** Start **

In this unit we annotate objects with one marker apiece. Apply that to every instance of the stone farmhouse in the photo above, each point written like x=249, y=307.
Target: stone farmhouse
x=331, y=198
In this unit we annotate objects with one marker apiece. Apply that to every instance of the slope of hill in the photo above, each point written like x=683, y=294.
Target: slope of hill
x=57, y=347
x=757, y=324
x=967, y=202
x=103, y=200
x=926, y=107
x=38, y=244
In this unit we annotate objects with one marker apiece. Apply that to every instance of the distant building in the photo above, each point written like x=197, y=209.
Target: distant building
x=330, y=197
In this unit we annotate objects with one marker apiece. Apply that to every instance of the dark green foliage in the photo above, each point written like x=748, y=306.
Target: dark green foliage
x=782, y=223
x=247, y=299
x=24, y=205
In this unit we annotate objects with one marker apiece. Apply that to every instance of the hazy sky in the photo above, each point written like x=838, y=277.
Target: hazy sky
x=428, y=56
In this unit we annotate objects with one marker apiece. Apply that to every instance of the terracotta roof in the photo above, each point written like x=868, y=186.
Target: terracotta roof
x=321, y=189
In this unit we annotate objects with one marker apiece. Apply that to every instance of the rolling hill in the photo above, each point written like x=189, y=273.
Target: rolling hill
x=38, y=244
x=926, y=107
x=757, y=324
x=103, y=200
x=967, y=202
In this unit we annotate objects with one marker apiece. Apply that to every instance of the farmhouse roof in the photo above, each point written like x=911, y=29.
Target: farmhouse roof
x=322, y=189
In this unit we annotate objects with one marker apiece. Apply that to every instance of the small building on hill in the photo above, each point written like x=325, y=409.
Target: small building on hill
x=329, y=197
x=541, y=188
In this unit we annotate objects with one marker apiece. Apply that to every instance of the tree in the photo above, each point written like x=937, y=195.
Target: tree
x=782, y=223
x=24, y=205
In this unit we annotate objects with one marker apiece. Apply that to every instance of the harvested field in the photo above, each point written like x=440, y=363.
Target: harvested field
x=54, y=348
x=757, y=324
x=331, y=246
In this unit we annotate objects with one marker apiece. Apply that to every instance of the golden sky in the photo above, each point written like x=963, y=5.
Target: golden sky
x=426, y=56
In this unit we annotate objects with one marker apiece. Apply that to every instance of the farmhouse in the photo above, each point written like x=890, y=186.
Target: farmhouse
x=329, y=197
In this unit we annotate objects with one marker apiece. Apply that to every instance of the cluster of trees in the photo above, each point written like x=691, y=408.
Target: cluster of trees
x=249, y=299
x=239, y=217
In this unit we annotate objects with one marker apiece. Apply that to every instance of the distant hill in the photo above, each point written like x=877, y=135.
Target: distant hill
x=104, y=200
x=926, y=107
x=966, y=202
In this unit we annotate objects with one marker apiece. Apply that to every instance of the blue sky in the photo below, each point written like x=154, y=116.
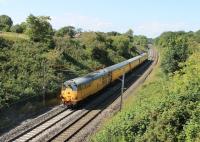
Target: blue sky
x=146, y=17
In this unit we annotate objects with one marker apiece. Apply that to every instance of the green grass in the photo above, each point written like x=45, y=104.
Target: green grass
x=13, y=36
x=162, y=109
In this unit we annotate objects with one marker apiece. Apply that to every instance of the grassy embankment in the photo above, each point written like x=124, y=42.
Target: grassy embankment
x=163, y=109
x=26, y=66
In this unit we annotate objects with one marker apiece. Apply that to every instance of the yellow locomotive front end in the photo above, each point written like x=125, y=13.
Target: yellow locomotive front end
x=69, y=93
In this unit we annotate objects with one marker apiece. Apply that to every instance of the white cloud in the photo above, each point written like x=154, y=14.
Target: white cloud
x=77, y=20
x=153, y=29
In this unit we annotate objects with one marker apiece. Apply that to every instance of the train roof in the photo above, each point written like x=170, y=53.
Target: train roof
x=87, y=78
x=97, y=74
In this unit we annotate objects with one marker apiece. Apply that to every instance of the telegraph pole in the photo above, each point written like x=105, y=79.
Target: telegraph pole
x=122, y=91
x=43, y=87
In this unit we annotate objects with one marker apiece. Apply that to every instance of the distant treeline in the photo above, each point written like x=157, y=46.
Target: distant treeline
x=167, y=107
x=33, y=55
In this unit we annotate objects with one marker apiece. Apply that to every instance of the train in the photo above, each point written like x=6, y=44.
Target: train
x=78, y=89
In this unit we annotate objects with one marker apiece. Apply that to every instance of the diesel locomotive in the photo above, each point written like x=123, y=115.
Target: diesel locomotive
x=78, y=89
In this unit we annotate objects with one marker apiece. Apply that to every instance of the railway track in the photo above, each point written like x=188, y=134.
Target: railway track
x=67, y=133
x=65, y=124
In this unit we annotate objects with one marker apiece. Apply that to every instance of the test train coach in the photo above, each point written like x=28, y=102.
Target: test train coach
x=78, y=89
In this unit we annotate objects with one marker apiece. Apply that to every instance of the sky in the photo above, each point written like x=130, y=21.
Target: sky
x=144, y=17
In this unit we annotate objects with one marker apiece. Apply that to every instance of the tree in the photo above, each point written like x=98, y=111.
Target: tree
x=69, y=30
x=5, y=23
x=39, y=29
x=23, y=26
x=16, y=29
x=175, y=53
x=129, y=33
x=122, y=44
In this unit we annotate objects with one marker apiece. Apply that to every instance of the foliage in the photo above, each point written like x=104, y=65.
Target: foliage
x=66, y=31
x=39, y=29
x=24, y=57
x=5, y=23
x=164, y=109
x=13, y=36
x=17, y=29
x=21, y=71
x=176, y=50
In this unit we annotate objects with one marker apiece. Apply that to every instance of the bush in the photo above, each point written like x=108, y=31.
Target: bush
x=16, y=29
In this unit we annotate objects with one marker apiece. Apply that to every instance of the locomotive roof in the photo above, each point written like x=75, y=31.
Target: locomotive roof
x=94, y=75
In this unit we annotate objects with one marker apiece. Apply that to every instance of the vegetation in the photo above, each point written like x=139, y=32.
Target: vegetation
x=167, y=107
x=5, y=23
x=38, y=58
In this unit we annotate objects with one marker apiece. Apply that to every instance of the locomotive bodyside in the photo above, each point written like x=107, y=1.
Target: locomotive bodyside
x=80, y=88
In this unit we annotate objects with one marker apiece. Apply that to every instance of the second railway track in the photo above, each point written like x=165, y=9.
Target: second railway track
x=64, y=125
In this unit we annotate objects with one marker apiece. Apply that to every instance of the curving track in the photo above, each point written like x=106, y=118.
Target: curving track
x=65, y=123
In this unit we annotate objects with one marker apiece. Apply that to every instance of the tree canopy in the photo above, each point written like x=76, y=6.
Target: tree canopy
x=39, y=29
x=5, y=23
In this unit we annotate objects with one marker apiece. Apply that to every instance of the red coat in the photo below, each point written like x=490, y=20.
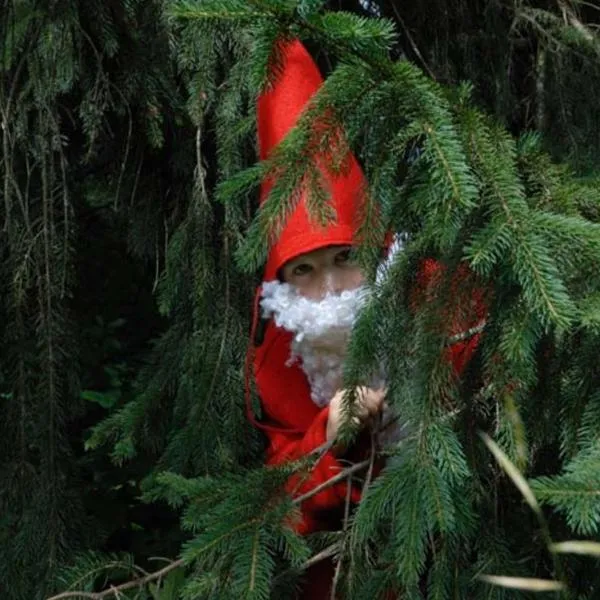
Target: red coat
x=296, y=426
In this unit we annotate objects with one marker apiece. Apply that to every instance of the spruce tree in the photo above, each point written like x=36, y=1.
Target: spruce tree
x=500, y=472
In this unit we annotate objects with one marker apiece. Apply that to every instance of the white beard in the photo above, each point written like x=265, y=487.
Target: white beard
x=322, y=331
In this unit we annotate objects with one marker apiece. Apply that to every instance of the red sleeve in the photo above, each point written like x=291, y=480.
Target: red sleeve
x=292, y=446
x=295, y=427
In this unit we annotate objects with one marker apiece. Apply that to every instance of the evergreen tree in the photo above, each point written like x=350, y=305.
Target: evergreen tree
x=107, y=134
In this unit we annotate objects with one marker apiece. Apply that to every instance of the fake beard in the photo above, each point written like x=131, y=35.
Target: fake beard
x=321, y=332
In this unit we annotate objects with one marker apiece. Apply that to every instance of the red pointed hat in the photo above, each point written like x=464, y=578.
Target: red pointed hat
x=278, y=111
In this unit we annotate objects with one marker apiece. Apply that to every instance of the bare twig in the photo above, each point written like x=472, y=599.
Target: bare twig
x=340, y=558
x=335, y=479
x=116, y=590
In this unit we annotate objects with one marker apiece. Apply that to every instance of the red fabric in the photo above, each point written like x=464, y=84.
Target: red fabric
x=278, y=111
x=297, y=427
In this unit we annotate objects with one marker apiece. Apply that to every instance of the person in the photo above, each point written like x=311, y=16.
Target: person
x=311, y=294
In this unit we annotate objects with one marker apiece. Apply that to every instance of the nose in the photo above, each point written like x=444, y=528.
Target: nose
x=332, y=283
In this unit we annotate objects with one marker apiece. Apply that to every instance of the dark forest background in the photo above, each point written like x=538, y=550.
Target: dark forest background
x=116, y=269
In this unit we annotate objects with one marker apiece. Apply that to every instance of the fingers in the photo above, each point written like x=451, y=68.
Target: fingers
x=372, y=400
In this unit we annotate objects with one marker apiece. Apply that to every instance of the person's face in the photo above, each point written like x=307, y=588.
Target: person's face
x=323, y=271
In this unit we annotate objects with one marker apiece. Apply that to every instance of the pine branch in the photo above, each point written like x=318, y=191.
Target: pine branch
x=115, y=590
x=327, y=484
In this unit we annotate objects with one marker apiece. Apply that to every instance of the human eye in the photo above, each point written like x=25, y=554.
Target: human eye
x=302, y=269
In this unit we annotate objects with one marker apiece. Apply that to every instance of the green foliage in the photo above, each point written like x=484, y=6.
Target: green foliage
x=130, y=241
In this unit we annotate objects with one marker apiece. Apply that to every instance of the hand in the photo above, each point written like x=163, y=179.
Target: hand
x=369, y=403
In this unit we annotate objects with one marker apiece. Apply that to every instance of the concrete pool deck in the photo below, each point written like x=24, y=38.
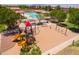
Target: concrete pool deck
x=46, y=39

** End **

**Task to carry out**
Please copy word for word the part of the records above that begins with the line containing "like x=124, y=42." and ends with the line containing "x=144, y=17", including both of those lines.

**Response to the exercise**
In this unit we annotate objects with one marker apiece. Apply that to every instance of the grassy embankment in the photo above, each point written like x=124, y=42.
Target: grassy embankment
x=163, y=109
x=26, y=66
In this unit we annotate objects with one marker apiece. Apply that to every instance of the yellow locomotive front end in the photo above, each point written like x=125, y=13.
Target: yellow locomotive front end
x=69, y=93
In this unit we annotate objects with one marker apiece. Apply that to every instance of the white cloud in the photo above, each point written like x=154, y=14.
Target: white cloud
x=77, y=20
x=153, y=29
In this unit we annotate objects with one marker apiece. Apply that to every instance of the train roof in the photo above, each point written like x=170, y=53.
Target: train roof
x=87, y=78
x=97, y=74
In this unit we annotate objects with one marker apiece. Apply that to every instance of the telegraph pole in the photo above, each point written like x=105, y=79.
Target: telegraph pole
x=122, y=91
x=43, y=87
In this unit we annotate objects with one marker apiece. Apply that to every instance of the distant treeline in the photo above, each point written like x=157, y=46.
Target: distant treeline
x=167, y=107
x=33, y=55
In this unit we annotate objects with one marker apiece. Apply that to every instance of the train in the photo above, each point written like x=6, y=44.
Target: train
x=78, y=89
In this unit we annotate objects with one marker apiece. Apply that to every instance of the diesel locomotive in the photo above, each point written like x=123, y=115.
Target: diesel locomotive
x=78, y=89
In this unit we annotate objects with one marker apiece. Apply that to every instance of the railway track in the photo above, each point written like x=188, y=134.
Target: railway track
x=67, y=133
x=65, y=124
In this unit we annotate objects with one marker apiece. Apply that to every instance of the test train coach in the photo above, each point written like x=28, y=102.
Target: test train coach
x=78, y=89
In this unit we annotate objects with one marker apiece. Apply that to every instance of the sky in the photo above, each point written like x=130, y=21.
Target: sky
x=144, y=17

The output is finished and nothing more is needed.